═══ PROVIDED DATA ═══

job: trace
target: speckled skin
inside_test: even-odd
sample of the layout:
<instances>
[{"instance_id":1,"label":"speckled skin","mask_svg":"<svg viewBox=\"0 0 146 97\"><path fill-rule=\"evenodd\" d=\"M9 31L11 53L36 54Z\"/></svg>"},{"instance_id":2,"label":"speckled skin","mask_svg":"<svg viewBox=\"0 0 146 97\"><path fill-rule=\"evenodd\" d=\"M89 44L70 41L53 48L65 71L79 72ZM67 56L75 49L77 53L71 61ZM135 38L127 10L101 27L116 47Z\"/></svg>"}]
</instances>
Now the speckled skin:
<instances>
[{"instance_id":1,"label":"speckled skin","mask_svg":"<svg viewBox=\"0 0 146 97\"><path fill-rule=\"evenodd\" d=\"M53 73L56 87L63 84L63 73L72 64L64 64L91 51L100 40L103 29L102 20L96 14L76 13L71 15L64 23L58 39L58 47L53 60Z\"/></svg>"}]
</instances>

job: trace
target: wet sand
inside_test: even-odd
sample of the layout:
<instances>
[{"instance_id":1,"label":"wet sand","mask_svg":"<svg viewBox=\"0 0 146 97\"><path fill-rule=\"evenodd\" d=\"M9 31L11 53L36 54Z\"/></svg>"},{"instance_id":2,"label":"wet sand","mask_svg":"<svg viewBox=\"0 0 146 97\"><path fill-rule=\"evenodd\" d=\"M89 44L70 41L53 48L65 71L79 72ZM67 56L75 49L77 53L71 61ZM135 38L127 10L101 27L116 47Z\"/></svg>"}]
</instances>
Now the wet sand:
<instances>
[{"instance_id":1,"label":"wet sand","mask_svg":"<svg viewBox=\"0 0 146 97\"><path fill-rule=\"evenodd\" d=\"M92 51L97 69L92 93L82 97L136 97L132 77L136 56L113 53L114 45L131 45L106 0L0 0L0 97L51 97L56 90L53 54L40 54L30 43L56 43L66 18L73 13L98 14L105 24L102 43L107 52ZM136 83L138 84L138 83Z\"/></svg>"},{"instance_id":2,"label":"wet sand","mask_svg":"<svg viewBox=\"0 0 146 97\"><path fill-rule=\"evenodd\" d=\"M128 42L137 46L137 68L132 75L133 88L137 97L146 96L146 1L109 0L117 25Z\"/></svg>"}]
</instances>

═══

» **EXERCISE**
Pull out each line of the records that contains the word "speckled", matching case exactly, and copy those lines in full.

» **RESULT FOR THIS EXERCISE**
target: speckled skin
[{"instance_id":1,"label":"speckled skin","mask_svg":"<svg viewBox=\"0 0 146 97\"><path fill-rule=\"evenodd\" d=\"M9 31L11 53L36 54Z\"/></svg>"},{"instance_id":2,"label":"speckled skin","mask_svg":"<svg viewBox=\"0 0 146 97\"><path fill-rule=\"evenodd\" d=\"M89 44L70 41L53 48L65 71L79 72ZM67 56L75 49L77 53L71 61ZM135 38L127 10L101 27L116 47Z\"/></svg>"}]
Now the speckled skin:
[{"instance_id":1,"label":"speckled skin","mask_svg":"<svg viewBox=\"0 0 146 97\"><path fill-rule=\"evenodd\" d=\"M53 73L56 87L63 84L63 73L72 64L64 64L91 51L100 40L103 29L102 20L96 14L76 13L71 15L64 23L58 39L58 47L53 60Z\"/></svg>"}]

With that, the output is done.